## Begin SUPPLIED TEXT
What is Transubstantiation?
Regarding transubstantiation, The Encyclopædia Britannica (9th Ed.) states: “The Church of Rome teaches that the whole substance of the bread and wine in the Eucharist is converted by consecration into the Body and Blood of Christ, in such a manner that Christ in His entirety, including his human soul and His divine nature, is contained in the elements; and that with such a thorough transmutation that not only is the whole Christ contained in the wine as well as the bread, but with the same completeness in each particle of the bread, and in each drop of the wine.” The Council of Lateran of 1215 pronounced accursed any who would in any way doubt transubstantiation.
The Catholic Church glories in the mystery of transubstantiation, describing the elements in the moment of consecration as being "switched aside with the speed of a lightening flash, and its place is taken by what looks like a line of fire--a single thread of communication, reaching up, without division or alteration, to the Lord Christ Himself." This is ironic, since the formulation of the doctrine of transubstantiation is traditionally attributed to St. John and St. Ignatious for the sole purpose of keeping the idea of the union of God's spirit with flesh in Jesus before the minds (and eyes) of the early Christians in order to battle the heretical dualisms of the Doceticism.
Transubstantiation is completely unbiblical, being a doctrine that grew out of the Docetic controversies of the mid second century and gradually developing to full flower in the 4th century. Those who believed in Doceticism claimed that Jesus did not have literal flesh and blood, it only appeared that way. The early post-apostolic Christians countered that Jesus indeed had ordinary human flesh and blood and they began to emphasize this in the Lord's Supper.
Note not all Gnostics believed in Doceticism see the post Non-Docetic Teachings in the Nag Hammadi Library
Some Gnostics sects refused to break bread altogether:
Ignatius of Antioch (d. c. 110): “Take note of those who hold heterodox opinions on the grace of Jesus Christ which has come to us, and see how contrary their opinions are to the mind of God. . . . They abstain from the Eucharist and from prayer because they do not confess that the Eucharist is the flesh of our Savior Jesus Christ, flesh which suffered for our sins and which that Father, in his goodness, raised up again. They who deny the gift of God are perishing in their disputes” (Letter to the Smyrnaeans 6:2–7:1).
## End SUPPLIED TEXT
### WRITTEN REQUEST A
Rewrite the part of the listing that opens with the line containing "the front tire." and closes with the line containing "[(702, 359)]", putting "centermost" wherever "innermost" appears and changing nothing else.
## Begin EXERCISE MATERIALS
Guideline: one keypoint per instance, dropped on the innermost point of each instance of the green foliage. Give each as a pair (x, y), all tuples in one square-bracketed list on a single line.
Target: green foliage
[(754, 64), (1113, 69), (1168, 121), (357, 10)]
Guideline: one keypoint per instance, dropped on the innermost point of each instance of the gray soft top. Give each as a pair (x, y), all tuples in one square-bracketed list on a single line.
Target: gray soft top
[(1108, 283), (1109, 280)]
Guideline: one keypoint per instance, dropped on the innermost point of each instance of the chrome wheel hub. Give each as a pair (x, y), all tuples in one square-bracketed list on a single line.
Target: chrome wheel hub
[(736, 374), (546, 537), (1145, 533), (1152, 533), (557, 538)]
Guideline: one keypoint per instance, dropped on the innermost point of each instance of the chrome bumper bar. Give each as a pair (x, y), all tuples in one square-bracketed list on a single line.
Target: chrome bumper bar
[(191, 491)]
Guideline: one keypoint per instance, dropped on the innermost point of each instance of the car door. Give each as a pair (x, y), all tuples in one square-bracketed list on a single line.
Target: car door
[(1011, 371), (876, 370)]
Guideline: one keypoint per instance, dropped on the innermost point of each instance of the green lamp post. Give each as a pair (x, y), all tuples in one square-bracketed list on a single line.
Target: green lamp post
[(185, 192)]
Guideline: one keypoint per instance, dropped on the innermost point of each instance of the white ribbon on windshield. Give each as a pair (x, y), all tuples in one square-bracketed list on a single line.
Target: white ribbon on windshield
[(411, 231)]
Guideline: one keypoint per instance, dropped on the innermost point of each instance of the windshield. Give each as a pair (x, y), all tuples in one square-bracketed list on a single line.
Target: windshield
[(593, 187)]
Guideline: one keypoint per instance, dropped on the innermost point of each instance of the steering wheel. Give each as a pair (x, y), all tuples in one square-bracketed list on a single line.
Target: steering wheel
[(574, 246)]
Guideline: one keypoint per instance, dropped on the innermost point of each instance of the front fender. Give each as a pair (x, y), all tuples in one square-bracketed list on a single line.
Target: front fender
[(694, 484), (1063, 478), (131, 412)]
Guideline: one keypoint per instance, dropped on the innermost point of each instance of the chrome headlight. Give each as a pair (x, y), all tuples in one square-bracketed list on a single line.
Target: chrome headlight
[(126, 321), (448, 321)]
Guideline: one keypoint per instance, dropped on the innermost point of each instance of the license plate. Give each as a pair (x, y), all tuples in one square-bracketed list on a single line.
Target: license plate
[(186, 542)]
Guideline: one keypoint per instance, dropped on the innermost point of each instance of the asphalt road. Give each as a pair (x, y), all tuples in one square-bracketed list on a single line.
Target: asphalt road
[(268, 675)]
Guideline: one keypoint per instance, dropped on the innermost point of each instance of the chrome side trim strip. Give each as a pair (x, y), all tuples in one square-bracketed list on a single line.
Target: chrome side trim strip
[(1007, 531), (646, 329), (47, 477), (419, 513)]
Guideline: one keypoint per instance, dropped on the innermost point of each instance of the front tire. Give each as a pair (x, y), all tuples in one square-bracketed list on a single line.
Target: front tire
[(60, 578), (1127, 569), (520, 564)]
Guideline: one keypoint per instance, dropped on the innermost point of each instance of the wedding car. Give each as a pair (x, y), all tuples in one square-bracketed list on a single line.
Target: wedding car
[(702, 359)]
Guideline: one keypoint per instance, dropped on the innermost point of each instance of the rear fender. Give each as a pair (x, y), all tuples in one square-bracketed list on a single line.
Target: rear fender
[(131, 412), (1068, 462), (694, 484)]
## End EXERCISE MATERIALS
### WRITTEN REQUEST B
In the text on transubstantiation, what did the Council of Lateran of 1215 pronounce?

### SOLUTION A
Guideline: one keypoint per instance, dropped on the centermost point of each instance of the front tire. Give each as a pair (x, y), all tuples in one square-bracketed list on a single line.
Target: front tire
[(60, 578), (1127, 569), (520, 564)]
Guideline: one keypoint per instance, dropped on the centermost point of each instance of the wedding car. Give each as a pair (x, y), all tuples in one square-bracketed list on a single line.
Target: wedding car
[(702, 359)]

### SOLUTION B
It pronounced accursed any who would in any way doubt transubstantiation.